Abbiamo introdotto in maniera sin troppo soft il discorso delle residenze. Se sono un investitore che ha tutte le carte in regola, decido di investire a San Marino, creando occupazione e un indotto, perché ci devono essere ostacoli per una mia presenza stabile sul territorio? Il problema alla base di questo controsenso palese (ma la politica delle residenze negli ultimi anni è andata espressamente in questa direzione) sta nel fatto che ottenere la residenza è possibile, ma solo in base ad una decisione che spetta alla politica. La legge (95/1997) affida alla Commissione Affari Esteri la possibilità di assegnare residenze “speciali”, previa proposta motivata del Congresso di Stato. Legare la possibilità di concedere residenze ad un meccanismo certo e predefinito, e non agli equilibri (spesso precari) della politica sammarinese, darebbe qualche certezza in più a chi vuole investire in Repubblica. Un sistema di automatismi insomma, e non discrezionalità, che magari abbia un occhio di riguardo anche per i ricongiungimenti familiari (c’è chi non vuol trasferirsi lasciando altrove la propria famiglia) o non solo per l’imprenditore che investe ma anche per le figure apicali della sua azienda.

···

__OBIETTIVO 1__
Riporta tutte le parti racchiuse tra parentesi tonde nel brano sulle residenze a San Marino.

Voci di etichettatura della posizione degli oggetti
···

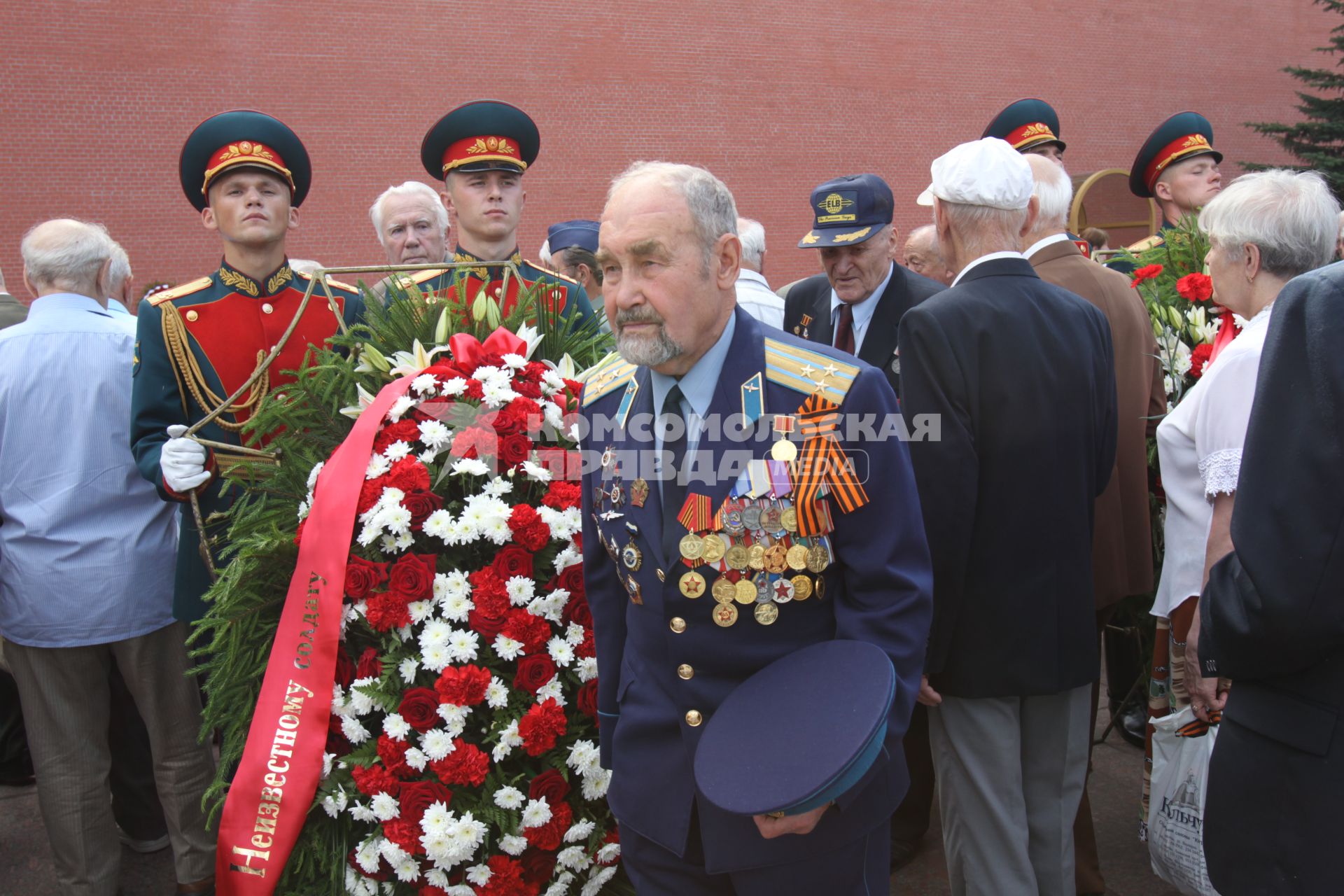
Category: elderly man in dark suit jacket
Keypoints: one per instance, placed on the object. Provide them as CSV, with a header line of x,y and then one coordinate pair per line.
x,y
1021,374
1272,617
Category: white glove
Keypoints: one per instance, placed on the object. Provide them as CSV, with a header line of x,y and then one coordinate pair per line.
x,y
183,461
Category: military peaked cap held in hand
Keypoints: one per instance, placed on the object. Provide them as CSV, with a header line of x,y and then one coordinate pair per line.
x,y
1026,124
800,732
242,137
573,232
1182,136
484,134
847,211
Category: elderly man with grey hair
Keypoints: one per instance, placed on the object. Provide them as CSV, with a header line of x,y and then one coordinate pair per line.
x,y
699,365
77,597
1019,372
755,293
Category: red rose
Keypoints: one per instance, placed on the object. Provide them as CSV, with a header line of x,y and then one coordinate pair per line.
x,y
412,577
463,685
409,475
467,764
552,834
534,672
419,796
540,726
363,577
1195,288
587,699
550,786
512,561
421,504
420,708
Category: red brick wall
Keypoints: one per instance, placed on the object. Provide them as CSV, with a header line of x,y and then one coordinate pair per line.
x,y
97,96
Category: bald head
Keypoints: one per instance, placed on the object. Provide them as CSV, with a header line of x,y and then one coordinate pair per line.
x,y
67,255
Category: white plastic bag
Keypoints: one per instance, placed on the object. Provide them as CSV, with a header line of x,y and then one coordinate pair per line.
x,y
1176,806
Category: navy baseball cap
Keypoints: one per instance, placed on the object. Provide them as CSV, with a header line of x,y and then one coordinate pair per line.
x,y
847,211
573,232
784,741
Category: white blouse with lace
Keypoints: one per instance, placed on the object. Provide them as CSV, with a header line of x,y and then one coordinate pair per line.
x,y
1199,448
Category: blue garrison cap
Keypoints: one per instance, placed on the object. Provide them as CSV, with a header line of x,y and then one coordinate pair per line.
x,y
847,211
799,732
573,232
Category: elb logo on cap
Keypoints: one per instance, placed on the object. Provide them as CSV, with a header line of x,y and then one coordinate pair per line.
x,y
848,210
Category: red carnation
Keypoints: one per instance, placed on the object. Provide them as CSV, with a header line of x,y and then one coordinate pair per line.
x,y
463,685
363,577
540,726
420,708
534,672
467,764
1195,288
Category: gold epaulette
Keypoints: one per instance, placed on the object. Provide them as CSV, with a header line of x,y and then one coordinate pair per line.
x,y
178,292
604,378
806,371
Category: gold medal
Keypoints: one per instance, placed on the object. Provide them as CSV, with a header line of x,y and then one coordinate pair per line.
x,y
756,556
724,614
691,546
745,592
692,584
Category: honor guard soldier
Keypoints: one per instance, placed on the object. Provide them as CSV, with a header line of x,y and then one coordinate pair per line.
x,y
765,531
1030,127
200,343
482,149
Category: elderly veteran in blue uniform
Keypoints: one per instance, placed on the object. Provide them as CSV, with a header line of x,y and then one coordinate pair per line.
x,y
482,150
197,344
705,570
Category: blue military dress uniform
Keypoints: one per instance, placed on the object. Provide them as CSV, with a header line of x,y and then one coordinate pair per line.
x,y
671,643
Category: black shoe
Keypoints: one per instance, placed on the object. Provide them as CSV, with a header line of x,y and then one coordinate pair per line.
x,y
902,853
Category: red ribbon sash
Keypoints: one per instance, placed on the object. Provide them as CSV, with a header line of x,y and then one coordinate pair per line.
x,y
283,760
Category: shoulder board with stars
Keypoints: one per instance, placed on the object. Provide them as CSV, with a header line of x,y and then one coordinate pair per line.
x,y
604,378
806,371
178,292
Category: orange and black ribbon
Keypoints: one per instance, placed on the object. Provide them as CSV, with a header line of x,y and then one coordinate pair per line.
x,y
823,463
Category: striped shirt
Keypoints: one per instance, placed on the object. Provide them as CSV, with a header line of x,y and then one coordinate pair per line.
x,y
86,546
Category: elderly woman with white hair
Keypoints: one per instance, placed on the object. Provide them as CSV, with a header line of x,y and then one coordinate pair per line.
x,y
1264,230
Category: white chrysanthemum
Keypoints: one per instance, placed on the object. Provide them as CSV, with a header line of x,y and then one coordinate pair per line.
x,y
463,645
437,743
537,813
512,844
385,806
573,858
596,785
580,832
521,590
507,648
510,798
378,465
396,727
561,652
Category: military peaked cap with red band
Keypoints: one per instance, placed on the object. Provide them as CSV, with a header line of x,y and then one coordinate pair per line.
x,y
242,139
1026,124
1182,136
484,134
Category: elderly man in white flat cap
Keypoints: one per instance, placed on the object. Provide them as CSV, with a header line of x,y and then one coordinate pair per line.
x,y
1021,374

···

__OBIETTIVO 2__
Estrai dall'elenco qui sopra ogni riga in cui compare la stringa "ribbon".

__RISPOSTA 1__
- ma la politica delle residenze negli ultimi anni è andata espressamente in questa direzione
- 95/1997
- spesso precari
- c’è chi non vuol trasferirsi lasciando altrove la propria famiglia

__RISPOSTA 2__
Category: red ribbon sash
Category: orange and black ribbon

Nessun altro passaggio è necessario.